REQUIREMENT:
Without any alteration, retype the records that appear below.
━━━━━━━━━━
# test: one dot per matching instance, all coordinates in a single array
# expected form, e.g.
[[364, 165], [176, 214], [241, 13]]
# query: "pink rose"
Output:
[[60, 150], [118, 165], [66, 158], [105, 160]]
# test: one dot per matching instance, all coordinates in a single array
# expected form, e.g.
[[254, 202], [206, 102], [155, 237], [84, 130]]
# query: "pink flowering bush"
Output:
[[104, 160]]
━━━━━━━━━━
REPLY TO THE EXERCISE:
# test: one dot per matching instance, all coordinates in a single array
# expected form, e.g.
[[364, 165], [176, 214], [241, 13]]
# query: "pink rose"
Output:
[[60, 150], [118, 165], [66, 158], [105, 160]]
# test: one dot per matching instance, all coordinates in a single array
# expected form, e.g.
[[254, 202], [206, 102], [155, 237], [84, 130]]
# query: "pink flowering bush"
Output:
[[104, 160]]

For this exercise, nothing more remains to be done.